[Saved entries]
++++
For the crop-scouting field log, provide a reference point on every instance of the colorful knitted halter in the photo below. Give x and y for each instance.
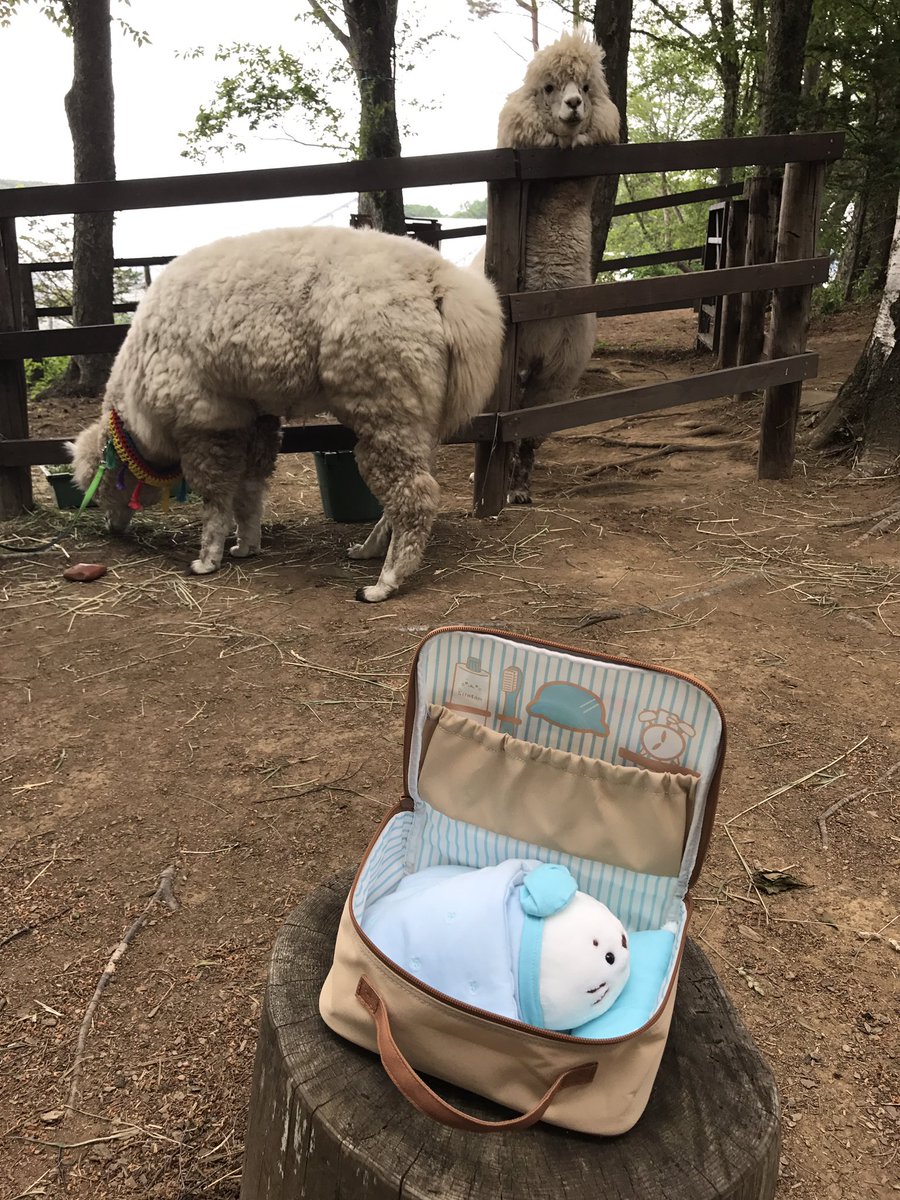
(121, 455)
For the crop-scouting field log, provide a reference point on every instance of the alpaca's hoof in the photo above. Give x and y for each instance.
(385, 587)
(202, 567)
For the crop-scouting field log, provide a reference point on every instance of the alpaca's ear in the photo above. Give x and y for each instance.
(606, 123)
(521, 124)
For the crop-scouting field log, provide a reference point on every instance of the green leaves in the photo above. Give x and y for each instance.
(264, 88)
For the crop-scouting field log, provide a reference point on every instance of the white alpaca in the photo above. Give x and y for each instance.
(563, 102)
(400, 345)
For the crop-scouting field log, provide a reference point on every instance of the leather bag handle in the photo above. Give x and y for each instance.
(414, 1089)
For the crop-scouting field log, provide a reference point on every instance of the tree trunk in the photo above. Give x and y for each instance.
(849, 262)
(730, 76)
(612, 29)
(865, 413)
(371, 25)
(875, 240)
(90, 111)
(789, 28)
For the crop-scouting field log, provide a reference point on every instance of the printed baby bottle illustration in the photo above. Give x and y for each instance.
(510, 694)
(471, 690)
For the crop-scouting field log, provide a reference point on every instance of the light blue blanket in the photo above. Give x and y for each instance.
(483, 971)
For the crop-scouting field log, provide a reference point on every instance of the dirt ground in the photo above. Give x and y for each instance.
(247, 729)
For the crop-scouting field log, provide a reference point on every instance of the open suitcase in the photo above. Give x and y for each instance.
(529, 750)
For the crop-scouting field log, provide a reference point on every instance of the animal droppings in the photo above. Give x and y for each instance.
(84, 573)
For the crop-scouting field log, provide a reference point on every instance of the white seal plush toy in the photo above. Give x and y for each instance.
(517, 940)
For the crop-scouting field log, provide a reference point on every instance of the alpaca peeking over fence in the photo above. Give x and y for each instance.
(563, 102)
(382, 331)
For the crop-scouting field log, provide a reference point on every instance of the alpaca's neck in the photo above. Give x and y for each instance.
(558, 237)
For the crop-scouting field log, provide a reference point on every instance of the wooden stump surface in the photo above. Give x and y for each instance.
(327, 1123)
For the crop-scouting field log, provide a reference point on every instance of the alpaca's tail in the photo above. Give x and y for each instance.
(474, 331)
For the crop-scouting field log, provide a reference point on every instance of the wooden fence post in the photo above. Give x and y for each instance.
(504, 263)
(797, 233)
(735, 253)
(16, 495)
(759, 250)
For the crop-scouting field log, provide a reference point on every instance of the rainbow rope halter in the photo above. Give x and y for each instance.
(121, 455)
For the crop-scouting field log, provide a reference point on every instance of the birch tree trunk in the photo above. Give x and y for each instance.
(612, 29)
(865, 414)
(90, 111)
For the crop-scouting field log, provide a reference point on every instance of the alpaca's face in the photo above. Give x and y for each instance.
(564, 100)
(87, 451)
(567, 107)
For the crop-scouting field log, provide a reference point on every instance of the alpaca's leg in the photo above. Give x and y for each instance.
(520, 486)
(553, 358)
(217, 523)
(215, 466)
(402, 480)
(262, 456)
(376, 545)
(249, 519)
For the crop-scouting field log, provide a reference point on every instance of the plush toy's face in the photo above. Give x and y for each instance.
(585, 963)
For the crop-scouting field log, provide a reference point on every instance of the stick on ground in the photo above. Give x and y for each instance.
(855, 796)
(163, 894)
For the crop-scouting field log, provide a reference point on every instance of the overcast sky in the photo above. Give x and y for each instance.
(157, 94)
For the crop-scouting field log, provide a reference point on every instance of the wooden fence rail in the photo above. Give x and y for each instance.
(508, 174)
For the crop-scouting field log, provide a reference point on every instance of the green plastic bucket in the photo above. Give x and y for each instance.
(69, 495)
(345, 496)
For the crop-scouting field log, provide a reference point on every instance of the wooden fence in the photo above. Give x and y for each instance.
(508, 173)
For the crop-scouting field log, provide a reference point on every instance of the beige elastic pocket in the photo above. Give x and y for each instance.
(624, 816)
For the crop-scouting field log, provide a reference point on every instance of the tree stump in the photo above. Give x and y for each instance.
(327, 1122)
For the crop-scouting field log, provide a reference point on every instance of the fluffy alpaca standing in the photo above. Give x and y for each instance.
(563, 102)
(400, 345)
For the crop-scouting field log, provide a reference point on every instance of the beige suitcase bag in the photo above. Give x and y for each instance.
(522, 749)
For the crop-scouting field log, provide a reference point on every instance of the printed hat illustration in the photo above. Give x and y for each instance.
(570, 707)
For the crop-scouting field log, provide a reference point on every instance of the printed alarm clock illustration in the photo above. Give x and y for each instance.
(664, 741)
(665, 735)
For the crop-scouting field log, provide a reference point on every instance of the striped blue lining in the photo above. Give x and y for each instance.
(640, 901)
(385, 867)
(414, 841)
(631, 711)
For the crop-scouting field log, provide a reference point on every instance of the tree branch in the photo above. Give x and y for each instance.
(673, 21)
(333, 27)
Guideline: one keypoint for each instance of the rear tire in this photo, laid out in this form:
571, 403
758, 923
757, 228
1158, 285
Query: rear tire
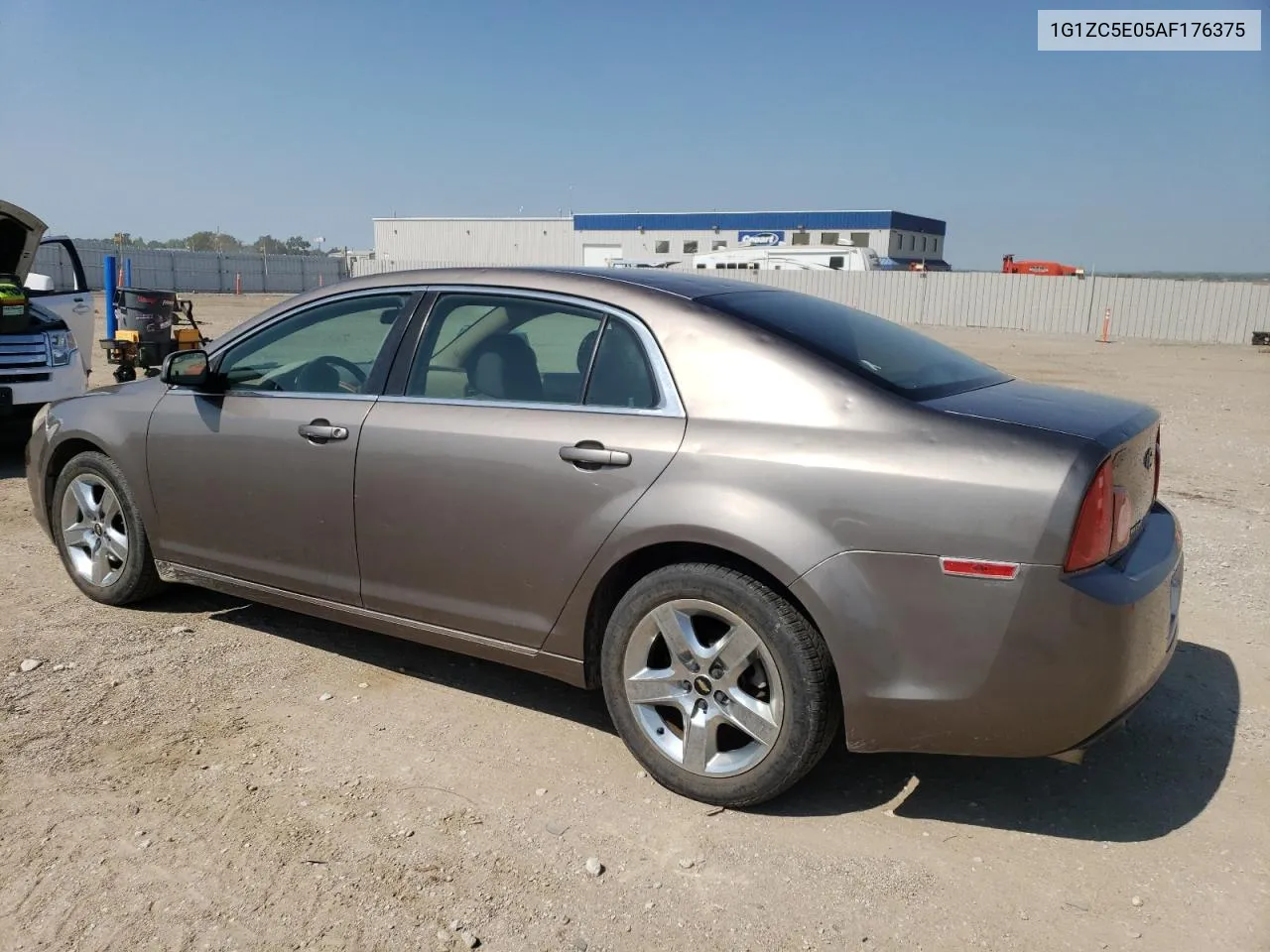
720, 687
99, 535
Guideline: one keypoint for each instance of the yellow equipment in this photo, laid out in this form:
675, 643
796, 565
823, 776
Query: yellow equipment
149, 329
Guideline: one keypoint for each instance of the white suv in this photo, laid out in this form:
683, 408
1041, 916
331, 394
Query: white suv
51, 354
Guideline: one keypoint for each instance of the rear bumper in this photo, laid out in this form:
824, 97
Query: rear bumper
1030, 666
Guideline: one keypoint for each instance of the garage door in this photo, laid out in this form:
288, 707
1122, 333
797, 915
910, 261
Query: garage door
599, 255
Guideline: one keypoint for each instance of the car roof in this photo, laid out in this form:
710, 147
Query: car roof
686, 285
619, 286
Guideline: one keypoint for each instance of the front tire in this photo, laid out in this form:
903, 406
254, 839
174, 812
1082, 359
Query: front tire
720, 687
99, 535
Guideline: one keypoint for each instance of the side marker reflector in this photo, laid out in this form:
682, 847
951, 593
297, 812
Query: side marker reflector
978, 569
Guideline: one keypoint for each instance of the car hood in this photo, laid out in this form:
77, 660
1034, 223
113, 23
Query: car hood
19, 240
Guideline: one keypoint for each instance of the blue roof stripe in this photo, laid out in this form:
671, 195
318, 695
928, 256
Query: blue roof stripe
758, 221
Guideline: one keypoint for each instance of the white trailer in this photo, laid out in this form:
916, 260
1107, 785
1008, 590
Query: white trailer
835, 258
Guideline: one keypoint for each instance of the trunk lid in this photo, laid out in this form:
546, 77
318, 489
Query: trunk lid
19, 240
1123, 429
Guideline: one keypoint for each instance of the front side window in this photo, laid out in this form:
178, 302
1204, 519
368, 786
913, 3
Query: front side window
54, 259
893, 357
329, 348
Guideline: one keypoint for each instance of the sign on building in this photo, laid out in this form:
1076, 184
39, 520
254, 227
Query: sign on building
761, 238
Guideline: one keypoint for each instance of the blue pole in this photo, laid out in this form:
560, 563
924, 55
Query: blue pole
111, 278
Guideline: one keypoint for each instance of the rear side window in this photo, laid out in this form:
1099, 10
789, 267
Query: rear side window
894, 357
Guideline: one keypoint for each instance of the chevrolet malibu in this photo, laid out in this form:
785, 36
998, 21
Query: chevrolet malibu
757, 521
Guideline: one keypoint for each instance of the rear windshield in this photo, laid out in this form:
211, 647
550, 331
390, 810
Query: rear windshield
889, 354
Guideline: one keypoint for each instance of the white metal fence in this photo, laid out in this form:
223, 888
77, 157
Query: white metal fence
1161, 308
169, 270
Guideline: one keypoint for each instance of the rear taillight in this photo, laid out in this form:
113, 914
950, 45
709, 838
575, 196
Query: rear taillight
1155, 493
1091, 538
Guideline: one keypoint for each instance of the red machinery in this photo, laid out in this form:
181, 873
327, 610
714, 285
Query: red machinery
1008, 266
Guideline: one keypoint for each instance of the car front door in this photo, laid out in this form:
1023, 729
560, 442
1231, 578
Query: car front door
++++
**About this task:** Set down each line from the line containing "Guideline: one keypoint for each instance of the front side" through the final line of the data, exactly and with nothing added.

**Exercise result:**
Guideline: one keypoint for each instance of the front side window in this photo, laid out in this form:
178, 302
1204, 519
368, 786
913, 3
Query: front side window
54, 259
893, 357
329, 348
Guideline: one keypoint for each instance of the sign on building in this photo, laid out in this form:
1076, 184
39, 520
254, 227
Query: sign on building
761, 238
Guideline: one keypoint for each instance of the blue pole in this photo, laid out in this form:
560, 563
924, 55
Query: blue pole
111, 278
Guideline: one keypoint for each instance of the rear side window in this photo, laid out in this form:
1099, 10
789, 267
Query: rear side window
894, 357
Guideline: one keypoint for each instance of the chevrolet malibu in this photo, laid out in this form:
785, 36
998, 21
Query: chevrolet malibu
757, 521
Guideline: one keypoint for each instance of the rear windshield in this photo, laid out in this form:
211, 647
550, 331
390, 810
Query: rear windshield
889, 354
Guideline: one keypoint for each instance of the white metal fence in this photo, laid out in this form:
223, 888
77, 157
Query: white metal fence
1161, 308
169, 270
Guideline: one keypoint for each instance of the rear taillight in this photo, laid out in this form:
113, 914
950, 45
709, 838
575, 196
Query: rear taillight
1155, 493
1091, 538
Guideline: one keypoint for each instance of the red machinery in this photo, laid out in this form:
181, 873
327, 610
714, 285
Query: red machinery
1008, 266
Guideline: one keypoint for each instance of the car front door in this photo, laid out in this form:
1023, 729
560, 442
1231, 578
Query: car front door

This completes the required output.